- PROBLEM STATEMENT
Give back, unchanged, each line from the one containing "Note to the class: identify the gray" through the last line of the entries below.

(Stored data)
◆ ◆ ◆ ◆ ◆

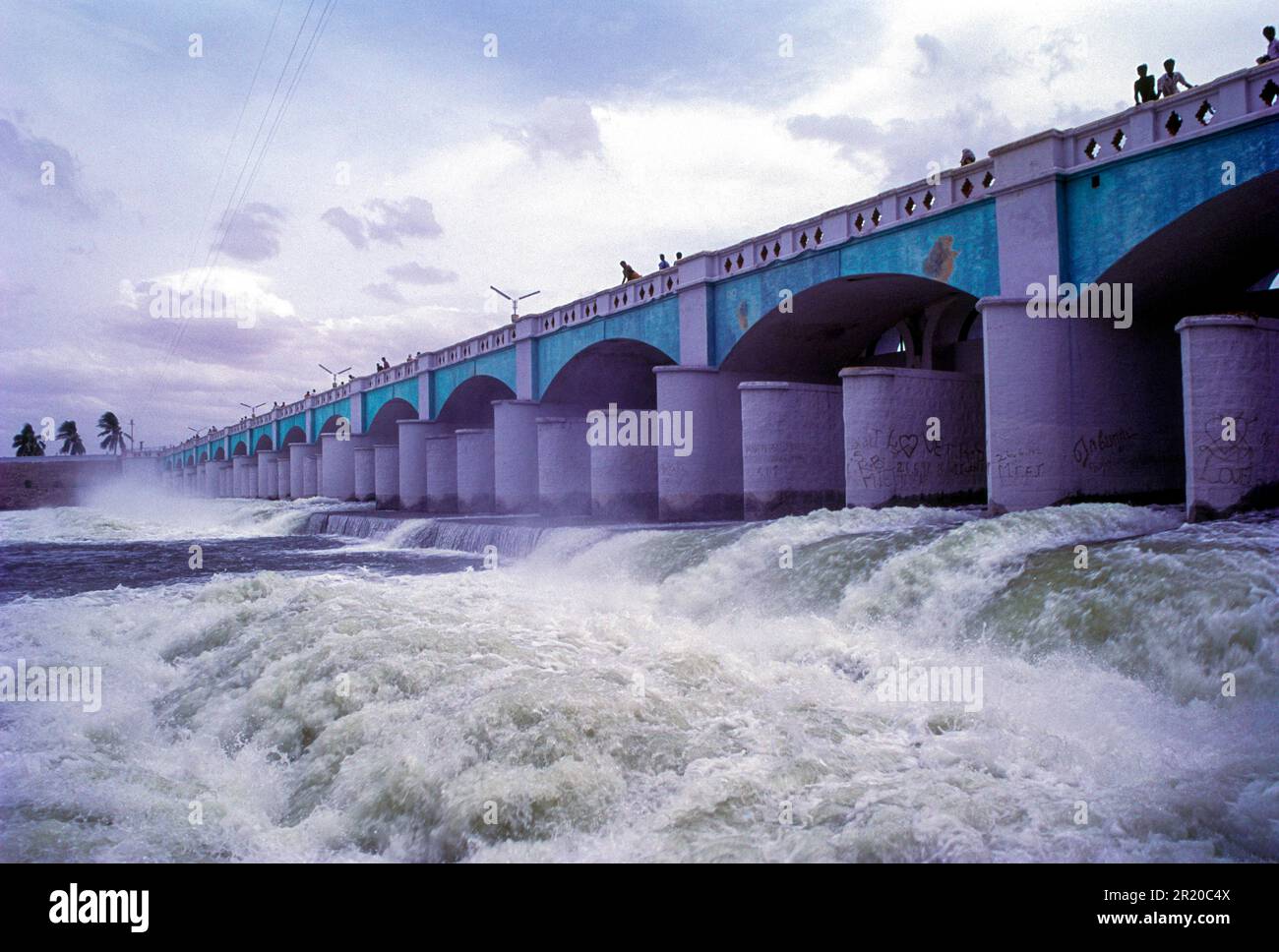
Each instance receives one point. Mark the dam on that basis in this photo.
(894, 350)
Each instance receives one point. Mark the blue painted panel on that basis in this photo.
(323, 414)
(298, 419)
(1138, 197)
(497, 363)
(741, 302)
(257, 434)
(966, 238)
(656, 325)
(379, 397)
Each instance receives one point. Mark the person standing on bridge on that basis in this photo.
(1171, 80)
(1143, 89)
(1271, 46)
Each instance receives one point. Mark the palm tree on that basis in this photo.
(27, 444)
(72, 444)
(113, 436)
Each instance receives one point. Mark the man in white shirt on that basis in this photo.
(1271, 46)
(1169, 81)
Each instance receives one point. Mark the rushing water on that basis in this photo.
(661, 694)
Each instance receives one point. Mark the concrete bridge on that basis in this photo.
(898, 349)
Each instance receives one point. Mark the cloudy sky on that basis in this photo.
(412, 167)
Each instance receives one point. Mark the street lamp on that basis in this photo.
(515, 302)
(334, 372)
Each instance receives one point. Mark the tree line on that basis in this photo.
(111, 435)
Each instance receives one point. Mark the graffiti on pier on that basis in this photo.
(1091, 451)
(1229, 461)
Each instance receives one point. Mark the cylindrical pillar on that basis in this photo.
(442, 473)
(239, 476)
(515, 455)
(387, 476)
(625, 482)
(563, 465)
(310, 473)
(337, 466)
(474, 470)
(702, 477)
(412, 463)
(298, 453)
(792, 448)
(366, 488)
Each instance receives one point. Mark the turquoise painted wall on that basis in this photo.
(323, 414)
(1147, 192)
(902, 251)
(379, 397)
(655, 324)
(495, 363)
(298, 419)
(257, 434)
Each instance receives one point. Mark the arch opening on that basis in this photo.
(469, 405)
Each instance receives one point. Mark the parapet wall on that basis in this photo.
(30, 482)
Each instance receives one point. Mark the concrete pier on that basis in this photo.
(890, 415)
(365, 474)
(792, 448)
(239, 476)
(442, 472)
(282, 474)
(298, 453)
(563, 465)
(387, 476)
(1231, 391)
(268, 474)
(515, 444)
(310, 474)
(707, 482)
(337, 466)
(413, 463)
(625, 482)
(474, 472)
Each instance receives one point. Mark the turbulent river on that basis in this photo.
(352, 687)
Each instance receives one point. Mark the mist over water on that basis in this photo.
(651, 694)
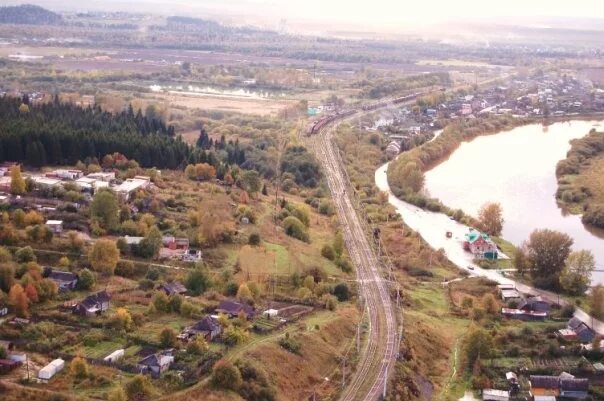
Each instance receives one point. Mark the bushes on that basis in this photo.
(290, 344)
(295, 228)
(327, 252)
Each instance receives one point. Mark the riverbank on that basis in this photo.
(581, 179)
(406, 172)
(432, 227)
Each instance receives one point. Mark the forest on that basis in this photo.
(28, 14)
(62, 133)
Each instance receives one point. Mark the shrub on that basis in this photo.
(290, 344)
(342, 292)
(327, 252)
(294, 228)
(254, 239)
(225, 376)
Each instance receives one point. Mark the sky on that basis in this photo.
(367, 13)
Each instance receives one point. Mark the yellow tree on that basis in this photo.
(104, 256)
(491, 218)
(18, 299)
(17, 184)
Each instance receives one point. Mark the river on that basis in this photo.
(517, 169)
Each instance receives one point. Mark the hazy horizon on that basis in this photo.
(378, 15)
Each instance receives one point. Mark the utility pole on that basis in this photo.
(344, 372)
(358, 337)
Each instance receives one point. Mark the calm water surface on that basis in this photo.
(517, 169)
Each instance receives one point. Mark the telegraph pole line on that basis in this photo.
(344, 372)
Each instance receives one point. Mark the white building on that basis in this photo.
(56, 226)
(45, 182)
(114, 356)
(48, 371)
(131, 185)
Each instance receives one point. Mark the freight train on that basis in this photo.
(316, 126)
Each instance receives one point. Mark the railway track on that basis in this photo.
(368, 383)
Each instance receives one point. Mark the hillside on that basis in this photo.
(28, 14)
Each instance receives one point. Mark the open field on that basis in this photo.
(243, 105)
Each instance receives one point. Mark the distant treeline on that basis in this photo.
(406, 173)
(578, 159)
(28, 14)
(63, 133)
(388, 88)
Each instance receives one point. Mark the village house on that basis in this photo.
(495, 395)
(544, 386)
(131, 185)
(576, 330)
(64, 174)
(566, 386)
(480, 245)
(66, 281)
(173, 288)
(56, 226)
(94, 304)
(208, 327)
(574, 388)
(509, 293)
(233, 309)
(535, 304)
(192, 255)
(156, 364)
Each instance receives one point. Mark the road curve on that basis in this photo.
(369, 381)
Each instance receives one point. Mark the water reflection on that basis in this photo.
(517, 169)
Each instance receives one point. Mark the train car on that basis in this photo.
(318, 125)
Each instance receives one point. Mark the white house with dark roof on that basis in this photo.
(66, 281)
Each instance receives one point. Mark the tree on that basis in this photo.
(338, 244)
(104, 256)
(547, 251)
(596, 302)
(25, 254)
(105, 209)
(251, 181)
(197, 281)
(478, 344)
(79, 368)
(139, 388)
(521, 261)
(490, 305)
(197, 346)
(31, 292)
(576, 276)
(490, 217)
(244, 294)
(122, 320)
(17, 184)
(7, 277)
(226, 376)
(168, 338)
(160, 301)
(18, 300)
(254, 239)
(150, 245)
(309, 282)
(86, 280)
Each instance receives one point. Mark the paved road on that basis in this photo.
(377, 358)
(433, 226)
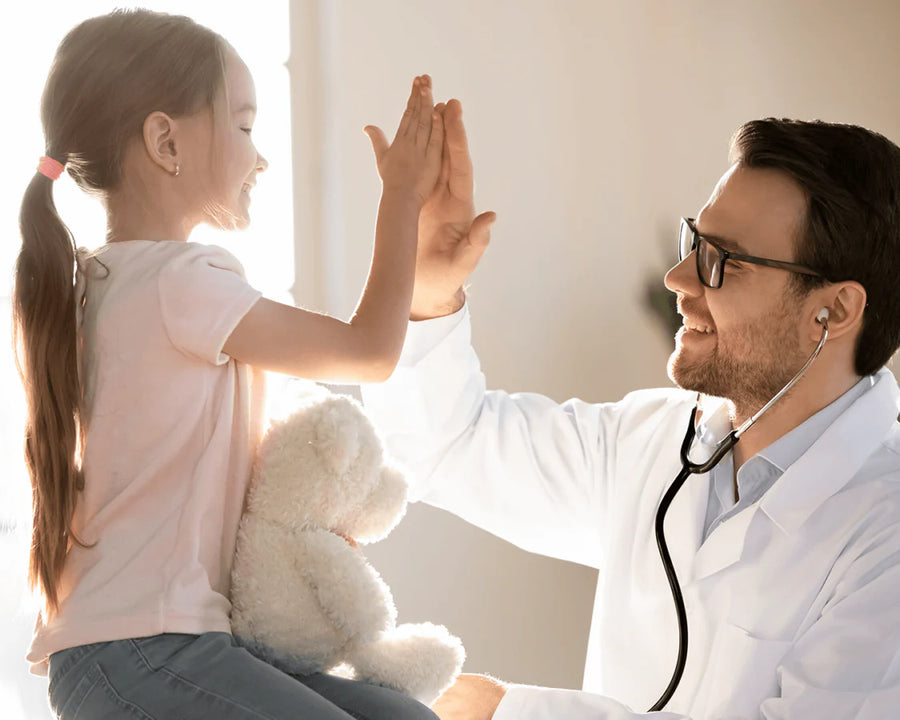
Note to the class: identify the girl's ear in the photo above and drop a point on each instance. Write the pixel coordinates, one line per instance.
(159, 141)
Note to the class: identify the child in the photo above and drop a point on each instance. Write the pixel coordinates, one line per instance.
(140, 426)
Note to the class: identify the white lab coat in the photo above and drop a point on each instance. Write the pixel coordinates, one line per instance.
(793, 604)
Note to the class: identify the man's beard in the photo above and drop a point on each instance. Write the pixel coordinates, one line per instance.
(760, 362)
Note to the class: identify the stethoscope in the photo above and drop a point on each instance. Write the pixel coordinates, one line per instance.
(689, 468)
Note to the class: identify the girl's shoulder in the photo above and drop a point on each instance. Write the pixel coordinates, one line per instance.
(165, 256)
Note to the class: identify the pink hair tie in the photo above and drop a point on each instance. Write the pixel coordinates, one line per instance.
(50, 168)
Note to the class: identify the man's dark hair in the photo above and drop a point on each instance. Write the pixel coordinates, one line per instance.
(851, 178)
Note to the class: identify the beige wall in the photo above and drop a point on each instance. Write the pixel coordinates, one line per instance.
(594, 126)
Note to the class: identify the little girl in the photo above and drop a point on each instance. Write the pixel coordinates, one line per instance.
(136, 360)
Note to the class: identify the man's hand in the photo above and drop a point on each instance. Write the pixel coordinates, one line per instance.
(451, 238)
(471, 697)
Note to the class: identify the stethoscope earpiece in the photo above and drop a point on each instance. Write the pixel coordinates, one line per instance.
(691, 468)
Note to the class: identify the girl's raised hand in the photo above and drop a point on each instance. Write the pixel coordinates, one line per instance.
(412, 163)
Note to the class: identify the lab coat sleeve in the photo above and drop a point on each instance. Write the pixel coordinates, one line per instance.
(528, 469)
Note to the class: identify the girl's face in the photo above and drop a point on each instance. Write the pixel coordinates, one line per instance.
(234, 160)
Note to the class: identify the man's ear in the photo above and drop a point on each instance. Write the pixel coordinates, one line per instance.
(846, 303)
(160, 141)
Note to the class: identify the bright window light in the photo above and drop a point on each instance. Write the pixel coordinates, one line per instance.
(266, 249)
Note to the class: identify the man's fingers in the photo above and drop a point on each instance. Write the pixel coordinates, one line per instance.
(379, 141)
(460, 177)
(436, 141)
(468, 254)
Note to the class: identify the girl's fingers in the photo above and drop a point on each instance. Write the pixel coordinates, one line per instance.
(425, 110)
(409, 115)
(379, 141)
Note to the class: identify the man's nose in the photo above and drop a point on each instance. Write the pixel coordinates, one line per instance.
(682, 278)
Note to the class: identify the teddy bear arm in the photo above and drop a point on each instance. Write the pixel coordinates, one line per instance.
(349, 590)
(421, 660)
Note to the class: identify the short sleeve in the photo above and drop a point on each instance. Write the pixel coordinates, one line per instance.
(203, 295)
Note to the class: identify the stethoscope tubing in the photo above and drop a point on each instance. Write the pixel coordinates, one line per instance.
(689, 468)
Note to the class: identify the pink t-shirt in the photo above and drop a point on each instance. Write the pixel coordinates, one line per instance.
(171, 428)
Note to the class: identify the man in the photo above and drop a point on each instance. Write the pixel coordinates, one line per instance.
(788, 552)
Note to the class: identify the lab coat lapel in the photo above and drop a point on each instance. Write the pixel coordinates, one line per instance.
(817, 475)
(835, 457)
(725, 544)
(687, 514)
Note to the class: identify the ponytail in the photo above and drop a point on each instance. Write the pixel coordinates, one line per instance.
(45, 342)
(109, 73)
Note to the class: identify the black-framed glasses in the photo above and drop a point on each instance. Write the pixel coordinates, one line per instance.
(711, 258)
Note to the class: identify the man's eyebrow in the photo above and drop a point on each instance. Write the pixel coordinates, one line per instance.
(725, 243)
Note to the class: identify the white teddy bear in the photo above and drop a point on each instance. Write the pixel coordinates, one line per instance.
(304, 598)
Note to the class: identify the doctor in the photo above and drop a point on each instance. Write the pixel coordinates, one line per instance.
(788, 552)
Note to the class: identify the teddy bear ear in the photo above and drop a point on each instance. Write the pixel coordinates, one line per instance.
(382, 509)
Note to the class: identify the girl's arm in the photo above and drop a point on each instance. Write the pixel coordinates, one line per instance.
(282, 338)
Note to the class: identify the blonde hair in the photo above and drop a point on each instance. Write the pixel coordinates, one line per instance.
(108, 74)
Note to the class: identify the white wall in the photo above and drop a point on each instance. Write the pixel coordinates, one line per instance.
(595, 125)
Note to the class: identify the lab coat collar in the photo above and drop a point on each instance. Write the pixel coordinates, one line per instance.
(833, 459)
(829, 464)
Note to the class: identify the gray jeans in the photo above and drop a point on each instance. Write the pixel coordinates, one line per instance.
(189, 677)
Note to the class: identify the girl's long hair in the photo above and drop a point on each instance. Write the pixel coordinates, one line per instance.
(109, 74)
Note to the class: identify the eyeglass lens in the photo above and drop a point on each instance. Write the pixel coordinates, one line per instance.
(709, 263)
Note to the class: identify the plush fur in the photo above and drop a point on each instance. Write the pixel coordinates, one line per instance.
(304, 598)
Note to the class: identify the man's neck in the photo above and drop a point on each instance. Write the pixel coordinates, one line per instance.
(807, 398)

◆ ◆ ◆ ◆ ◆

- COMPLETED TASK
Note to the class: identify the gray jeans in the photo above and drop a point on each instance. Write the pixel coordinates, one line per instance.
(189, 677)
Note to the class: identify the girl's long hair in the photo above and drop a point on each instance. Write the pixel coordinates, one line per instance.
(109, 74)
Note to the class: identify the eyeglass lens in the photo above and drop a point on each instance. Write the pixel coordinates, one line per instance.
(709, 263)
Note to the class: identify the plush fur in the photo above and drop a point on each instance. Write the pixel coordinates, one line per instance.
(304, 598)
Note to the class: identify the man's neck in the photo above and drop a point on each instance. Write the pixel coordinates, one line per instance.
(807, 398)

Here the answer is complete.